◆ TEKSTFRAGMENT
────────
File is voor economen (zoals De Borger en Proost) een ongewenst economisch evenwicht. Dat evenwicht ontstaat doordat het voor elke automobilist evenveel ‘kost’ (tijd + schedule day) om naar Brussel te rijden en iedereen komt (uiteindelijk) in Brussel aan. Het is een evenwicht omdat niemand gemotiveerd is zijn gedrag aan te passen (stel dat je geen schedule delay kosten zou hebben door vroeger of later te vertrekken, dan zou je je gedrag aanpassen). 

De wegcapaciteit ter hoogte van de bottleneck is 100 voertuigen per minuut. Als er niet meer dan 100 voertuigen per minuut zijn, ontstaat geen file. Het komt er dus op aan die 12.000 voertuigen doorheen de tijd te spreiden zodat de maximale capaciteit nooit overschreden wordt. Die ideale situatie is de rechte AC afgebeeld in onderstaande grafiek. In werkelijkheid is de spreiding niet optimaal en dat leidt tot de gebroken lijn ABC, er ontstaat file doordat er meer voertuigen aan de bottleneck aankomen dan de capaciteit toelaat. 

Superslim file

Het verminderen van het aantal voertuigen door modal shift, thuiswerken, beter openbaar vervoer) werkt volgens de auteurs enkel op korte termijn, op lange termijn wordt er nieuw bijkomend verkeer aangetrokken. Rekeningrijden is volgens hen veel effectiever. Door in het rekenmodel een tolprofiel in te voeren zoals in onderstaande grafiek, verdwijnen de files volledig.
────────
◆ WERKOPDRACHT 1
Hoeveel voertuigen per minuut bedraagt volgens het tekstfragment de wegcapaciteit ter hoogte van de bottleneck?
◆ WERKOPDRACHT 2
Neem het stuk van het tekstfragment tussen "Superslim file" en "de files volledig.", beide inbegrepen, opnieuw over en vervang daarin "Rekeningrijden" door "Kilometerheffing".
◆ WERKOPDRACHT 3
Zeg bij elke uitspraak of ze overeenkomt met het tekstfragment, met ja of nee en de doorslaggevende woorden uit het tekstfragment letterlijk geciteerd. (a) Er ontstaat geen file als er niet meer dan 100 voertuigen per minuut zijn. (b) Volgens de auteurs werkt het verminderen van het aantal voertuigen ook op lange termijn. (c) In werkelijkheid is de spreiding van de voertuigen optimaal.
────────
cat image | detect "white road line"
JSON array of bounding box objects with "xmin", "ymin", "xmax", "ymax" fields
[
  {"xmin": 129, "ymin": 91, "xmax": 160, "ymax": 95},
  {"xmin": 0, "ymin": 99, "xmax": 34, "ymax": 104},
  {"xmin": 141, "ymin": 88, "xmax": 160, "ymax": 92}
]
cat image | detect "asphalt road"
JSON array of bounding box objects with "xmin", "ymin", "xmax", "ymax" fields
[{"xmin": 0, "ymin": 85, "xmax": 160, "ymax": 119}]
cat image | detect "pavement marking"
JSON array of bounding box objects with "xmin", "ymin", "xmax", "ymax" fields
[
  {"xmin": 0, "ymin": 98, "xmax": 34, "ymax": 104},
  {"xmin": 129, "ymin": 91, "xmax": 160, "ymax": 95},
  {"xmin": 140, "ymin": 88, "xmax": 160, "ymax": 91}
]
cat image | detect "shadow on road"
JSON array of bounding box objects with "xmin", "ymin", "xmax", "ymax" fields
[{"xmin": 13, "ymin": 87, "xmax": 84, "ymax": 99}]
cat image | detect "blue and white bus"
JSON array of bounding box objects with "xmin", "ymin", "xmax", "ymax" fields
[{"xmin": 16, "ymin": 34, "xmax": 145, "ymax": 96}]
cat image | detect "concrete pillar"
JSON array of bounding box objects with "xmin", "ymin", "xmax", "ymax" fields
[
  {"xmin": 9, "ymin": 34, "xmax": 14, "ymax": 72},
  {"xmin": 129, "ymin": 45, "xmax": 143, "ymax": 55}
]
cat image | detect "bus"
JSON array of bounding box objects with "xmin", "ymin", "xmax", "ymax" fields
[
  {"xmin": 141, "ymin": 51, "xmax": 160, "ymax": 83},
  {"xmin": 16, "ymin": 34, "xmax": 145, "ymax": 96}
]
────────
◆ UITGEWERKTE OPLOSSING 1
100 voertuigen per minuut.

◆ UITGEWERKTE OPLOSSING 2
Superslim file

Het verminderen van het aantal voertuigen door modal shift, thuiswerken, beter openbaar vervoer) werkt volgens de auteurs enkel op korte termijn, op lange termijn wordt er nieuw bijkomend verkeer aangetrokken. Kilometerheffing is volgens hen veel effectiever. Door in het rekenmodel een tolprofiel in te voeren zoals in onderstaande grafiek, verdwijnen de files volledig.

◆ UITGEWERKTE OPLOSSING 3
(a) Ja: "Als er niet meer dan 100 voertuigen per minuut zijn, ontstaat geen file."
(b) Nee: "werkt volgens de auteurs enkel op korte termijn, op lange termijn wordt er nieuw bijkomend verkeer aangetrokken."
(c) Nee: "In werkelijkheid is de spreiding niet optimaal"